Entries:
----

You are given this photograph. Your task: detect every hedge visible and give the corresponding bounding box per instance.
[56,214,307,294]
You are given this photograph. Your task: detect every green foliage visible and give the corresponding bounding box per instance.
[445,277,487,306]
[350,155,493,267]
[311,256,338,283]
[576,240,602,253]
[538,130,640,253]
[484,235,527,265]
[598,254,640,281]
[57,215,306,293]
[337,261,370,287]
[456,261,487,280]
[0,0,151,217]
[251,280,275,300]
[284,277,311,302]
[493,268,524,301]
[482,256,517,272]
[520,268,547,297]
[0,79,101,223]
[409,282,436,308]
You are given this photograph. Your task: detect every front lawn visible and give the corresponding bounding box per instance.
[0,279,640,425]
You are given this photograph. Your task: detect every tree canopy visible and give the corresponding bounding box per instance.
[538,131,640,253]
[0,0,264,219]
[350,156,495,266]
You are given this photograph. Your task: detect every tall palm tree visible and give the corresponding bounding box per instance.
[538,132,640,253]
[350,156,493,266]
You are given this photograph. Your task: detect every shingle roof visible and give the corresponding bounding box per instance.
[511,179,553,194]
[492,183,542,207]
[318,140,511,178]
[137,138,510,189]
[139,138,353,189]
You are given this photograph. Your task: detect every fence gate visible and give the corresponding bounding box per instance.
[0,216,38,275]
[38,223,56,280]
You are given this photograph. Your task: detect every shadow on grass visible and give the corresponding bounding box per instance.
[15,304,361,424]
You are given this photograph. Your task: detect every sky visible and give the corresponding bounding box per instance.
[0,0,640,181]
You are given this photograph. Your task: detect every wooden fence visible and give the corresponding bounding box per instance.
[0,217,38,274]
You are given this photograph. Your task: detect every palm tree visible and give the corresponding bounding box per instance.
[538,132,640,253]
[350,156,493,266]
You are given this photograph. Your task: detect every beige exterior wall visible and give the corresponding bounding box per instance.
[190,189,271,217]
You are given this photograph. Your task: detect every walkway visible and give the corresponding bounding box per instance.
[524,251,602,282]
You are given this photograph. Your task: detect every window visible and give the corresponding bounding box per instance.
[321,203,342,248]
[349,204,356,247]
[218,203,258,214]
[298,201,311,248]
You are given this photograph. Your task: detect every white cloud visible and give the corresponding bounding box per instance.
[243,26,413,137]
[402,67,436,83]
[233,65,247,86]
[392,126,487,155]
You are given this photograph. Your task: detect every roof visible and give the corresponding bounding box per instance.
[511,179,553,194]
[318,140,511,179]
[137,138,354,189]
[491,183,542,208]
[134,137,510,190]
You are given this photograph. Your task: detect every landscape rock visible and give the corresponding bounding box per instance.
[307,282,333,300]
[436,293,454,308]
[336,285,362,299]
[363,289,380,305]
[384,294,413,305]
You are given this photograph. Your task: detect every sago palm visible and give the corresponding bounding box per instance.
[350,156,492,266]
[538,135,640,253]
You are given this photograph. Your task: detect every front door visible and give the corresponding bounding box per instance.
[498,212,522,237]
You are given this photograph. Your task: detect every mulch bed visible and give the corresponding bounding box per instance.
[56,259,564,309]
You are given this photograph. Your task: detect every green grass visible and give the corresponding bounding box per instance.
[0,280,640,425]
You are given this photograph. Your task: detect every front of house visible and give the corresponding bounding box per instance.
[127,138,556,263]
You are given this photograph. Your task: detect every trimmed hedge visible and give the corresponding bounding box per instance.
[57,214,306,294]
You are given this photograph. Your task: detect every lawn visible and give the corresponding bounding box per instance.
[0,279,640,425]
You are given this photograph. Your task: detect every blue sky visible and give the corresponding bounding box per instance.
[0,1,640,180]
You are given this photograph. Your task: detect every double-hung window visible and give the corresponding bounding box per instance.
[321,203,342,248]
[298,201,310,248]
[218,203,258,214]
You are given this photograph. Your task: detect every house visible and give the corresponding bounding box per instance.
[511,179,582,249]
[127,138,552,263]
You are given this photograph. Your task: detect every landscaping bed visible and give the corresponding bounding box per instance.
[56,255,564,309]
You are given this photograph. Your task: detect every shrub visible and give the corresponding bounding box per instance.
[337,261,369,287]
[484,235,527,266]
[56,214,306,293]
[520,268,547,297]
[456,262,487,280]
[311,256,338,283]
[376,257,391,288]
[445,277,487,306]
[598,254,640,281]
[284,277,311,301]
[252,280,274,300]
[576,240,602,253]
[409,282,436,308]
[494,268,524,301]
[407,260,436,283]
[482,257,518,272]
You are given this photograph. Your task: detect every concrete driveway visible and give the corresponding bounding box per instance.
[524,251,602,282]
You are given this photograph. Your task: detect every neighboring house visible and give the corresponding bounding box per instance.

----

Objective: Give all of the material above as a Markdown table with the columns Row and Line, one numbered row for each line, leaving out any blank lines.

Written response:
| Row | Line |
|---|---|
| 1 | You are given this photograph. Your task: detect every hedge visible and give the corresponding bounding box per instance. |
| 2 | [56,214,307,294] |
| 3 | You are given this photograph. Your task: detect every green foliage visible and give the corresponding bounding box per instance. |
| 4 | [445,277,487,306] |
| 5 | [350,155,493,267] |
| 6 | [311,256,338,283] |
| 7 | [576,240,602,253] |
| 8 | [538,130,640,253] |
| 9 | [484,235,527,265] |
| 10 | [598,254,640,281] |
| 11 | [57,215,306,293] |
| 12 | [337,261,370,287] |
| 13 | [456,261,487,280] |
| 14 | [0,0,151,217] |
| 15 | [251,280,275,300] |
| 16 | [284,277,311,302] |
| 17 | [493,268,524,301] |
| 18 | [482,256,517,272] |
| 19 | [520,268,547,297] |
| 20 | [0,79,101,223] |
| 21 | [409,282,436,308] |
| 22 | You are given this photograph. Your task: detect every front lawn visible and give the corresponding bounding box per instance. |
| 23 | [0,279,640,425] |
| 24 | You are given this photograph. Your task: detect every tree canopy visible and give the corresponding bounding box per instance. |
| 25 | [538,131,640,253] |
| 26 | [0,0,264,219] |
| 27 | [350,156,495,266] |
| 28 | You are given this photograph. Your task: detect every tall palm tree visible and give the corresponding bounding box per instance. |
| 29 | [538,132,640,253] |
| 30 | [350,156,493,266] |
| 31 | You are given this photograph. Your task: detect every shingle roof visible and give the corresponding bounding box per instance. |
| 32 | [511,179,553,194] |
| 33 | [492,183,542,207] |
| 34 | [318,140,511,178] |
| 35 | [137,138,510,189] |
| 36 | [139,138,353,189] |
| 37 | You are given this photograph. Your task: detect every fence gate visible and give the corresponding bounding box per instance. |
| 38 | [0,216,38,275] |
| 39 | [38,223,56,280] |
| 40 | You are given this photograph. Your task: detect every shadow on grass visible and give the corresponding bounding box per instance. |
| 41 | [15,304,361,424] |
| 42 | You are given this photograph. Your task: detect every sky visible and give the corresponding bounding box per instance. |
| 43 | [0,0,640,181] |
| 44 | You are given this photograph. Your task: detect every wooden fence visible and give the corresponding bounding box per instance. |
| 45 | [0,217,38,274] |
| 46 | You are given this photograph. Your task: detect every palm tree visible and give the corresponding bounding box per instance. |
| 47 | [538,132,640,253] |
| 48 | [350,156,493,266] |
| 49 | You are given this photograph. Your task: detect every beige exterior wall visible and give the corresponding bounding box per instance. |
| 50 | [190,189,271,217] |
| 51 | You are given this photograph. Your task: detect every walkway visible and give the corresponding bounding box per instance. |
| 52 | [524,251,602,282] |
| 53 | You are given this photograph. Your task: detect every window visible and give the corresponding bounding box per instance. |
| 54 | [321,203,342,248] |
| 55 | [349,204,356,247] |
| 56 | [218,203,258,214] |
| 57 | [298,201,311,248] |
| 58 | You are given this photograph. Your task: detect every white cloud visible and give the corresponding bounding box per instance. |
| 59 | [243,26,413,137] |
| 60 | [402,67,436,83] |
| 61 | [233,65,247,86] |
| 62 | [392,126,487,155] |
| 63 | You are given this photograph. Your task: detect every roof visible and give the corresponding bounding box per instance. |
| 64 | [511,179,553,194] |
| 65 | [318,140,511,179] |
| 66 | [137,138,354,189] |
| 67 | [491,183,542,208] |
| 68 | [134,137,510,190] |
| 69 | You are given this photograph. Your task: detect every landscape rock visible and give the corresponding bounding box per instance. |
| 70 | [307,282,333,300] |
| 71 | [436,293,454,308] |
| 72 | [336,285,362,299] |
| 73 | [363,289,380,305] |
| 74 | [384,294,413,305] |
| 75 | You are given this photograph. Your task: detect every sago palm visible and give the corresponding bounding box per instance. |
| 76 | [350,156,492,266] |
| 77 | [538,135,640,253] |
| 78 | You are given this photograph. Your task: detect every front door visible and give the corresponding bounding box per instance. |
| 79 | [498,212,522,237] |
| 80 | You are given this photograph. Your task: detect every mulch bed visible and give the corresponding bounding box per instance. |
| 81 | [56,259,564,309] |
| 82 | You are given this photograph. Your task: detect every green grass visible and give the corresponding bounding box per instance. |
| 83 | [0,280,640,425] |
| 84 | You are given this photograph. Your task: detect every front of house visible and give the corresponding bounding box per instance. |
| 85 | [127,138,556,263] |
| 86 | You are given this photograph. Your task: detect every trimmed hedge visible and give the corresponding bounding box per instance. |
| 87 | [57,214,306,294] |
| 88 | You are given this photograph. Your task: detect every lawn visible and give the corresponding bounding box per instance. |
| 89 | [0,279,640,425] |
| 90 | You are given this photograph. Your task: detect every blue sky visible and give the corresponding bounding box per instance. |
| 91 | [0,1,640,180] |
| 92 | You are given this photograph. Your task: detect every double-hung window visible and give the corresponding bounding box per instance. |
| 93 | [321,203,342,248] |
| 94 | [298,201,310,248] |
| 95 | [218,203,258,214] |
| 96 | You are given this photograph. Your task: detect every house visible and give the corresponding bounding box per instance. |
| 97 | [511,179,582,249] |
| 98 | [127,138,552,263] |
| 99 | You are given this photograph. Your task: detect every landscaping bed visible and give the corresponding bounding box per instance. |
| 100 | [56,255,564,309] |
| 101 | You are given this photograph. Your task: detect every shrub visible and give the corresponding bounding box per instance. |
| 102 | [337,261,369,287] |
| 103 | [484,235,527,266] |
| 104 | [56,214,306,293] |
| 105 | [520,268,547,297] |
| 106 | [456,262,487,280] |
| 107 | [311,256,338,283] |
| 108 | [376,257,391,288] |
| 109 | [445,277,487,306] |
| 110 | [598,254,640,281] |
| 111 | [284,277,311,301] |
| 112 | [252,280,274,300] |
| 113 | [576,240,602,253] |
| 114 | [409,282,436,308] |
| 115 | [494,268,524,301] |
| 116 | [407,260,436,283] |
| 117 | [482,257,518,272] |
| 118 | You are given this photograph. Your task: detect every concrete driveway visible and give the corresponding bounding box per instance. |
| 119 | [524,251,602,282] |
| 120 | You are given this photograph. Your task: detect every neighboring house visible and give the corresponding bounding box per instance. |